═══ LEESTEKST
BoekrecensiePoëzie
Dichter Jacob Groot wil zichzelf bevrijden
De gedichten van Jacob Groot kunnen kitsch gevonden worden, maar kunnen ook gevoelige lezers meeslepen en nieuwe werelden tonen.
Jacob Groot (1947) is de Arvo Pärt van onze poëzie, iemand met hedendaagse zin voor de traditie. Romantische ironie, barokke krullen, experimentele taalkunst, hij heeft het allemaal in zijn lange schrijverscarriere, sinds 1970, geschreven en nu is hij aanbeland in een soort metafysische, religieuze fase van bekering, nieuwe inzichten, herbezinning. ‘Du musst dein Leben ändern’, schreef Rilke en Groot laat zien dat die boodschap is aangekomen.
══════
- _OPDRACHT_:
Zet de recensie over de poëzie van Jacob Groot voort, te beginnen na de laatste zin. De gegevens die hierna volgen, zijn afkomstig uit een andere bron.
═══ AANGELEVERD MATERIAAL
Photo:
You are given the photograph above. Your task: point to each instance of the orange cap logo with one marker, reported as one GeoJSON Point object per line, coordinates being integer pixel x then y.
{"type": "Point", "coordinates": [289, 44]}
══════
- _EINDRESULTAAT_:
Opwieken in de taal
Een ‘stemmenspel’ wordt deze bundel genoemd, je hoort vragen en antwoorden, raadsels en raadgevingen, binnensmonds gemompel en luide aanbevelingen. Ooit werd Groot wel vergeleken met de grote maar duistere dichter Kees Ouwens die het zichzelf en zijn lezers vooral moeilijk maakte; hij zou een soort lichtere, toegankelijke variant van Ouwens zijn maar ik geloof dat die vergelijking allang niet meer opgaat, Groot wil iets heel anders: opwieken in de taal, zichzelf bevrijden, vernieuwen. En hij doet dat in een taal die tegelijk zweverig en abstract is, waarin aardse tijd en ruimte worden opgeheven en een nieuw soort dimensie wordt bereikt. Dat klinkt allemaal serieus en gewijd en dat is het ook. Poëzie is voor Groot een vehikel om het hogere te bereiken, wat dat ook is: ‘Lichttabletten innemen. Om/ los te branden. Een werelddeel/ worden. Om op te zoeken. Boven/ je aarde gaan hangen. Om lucht/ te scheppen.’en zo verder. De een zal het wazige wartaal vinden, de ander een verheven zoektocht naar waarheid.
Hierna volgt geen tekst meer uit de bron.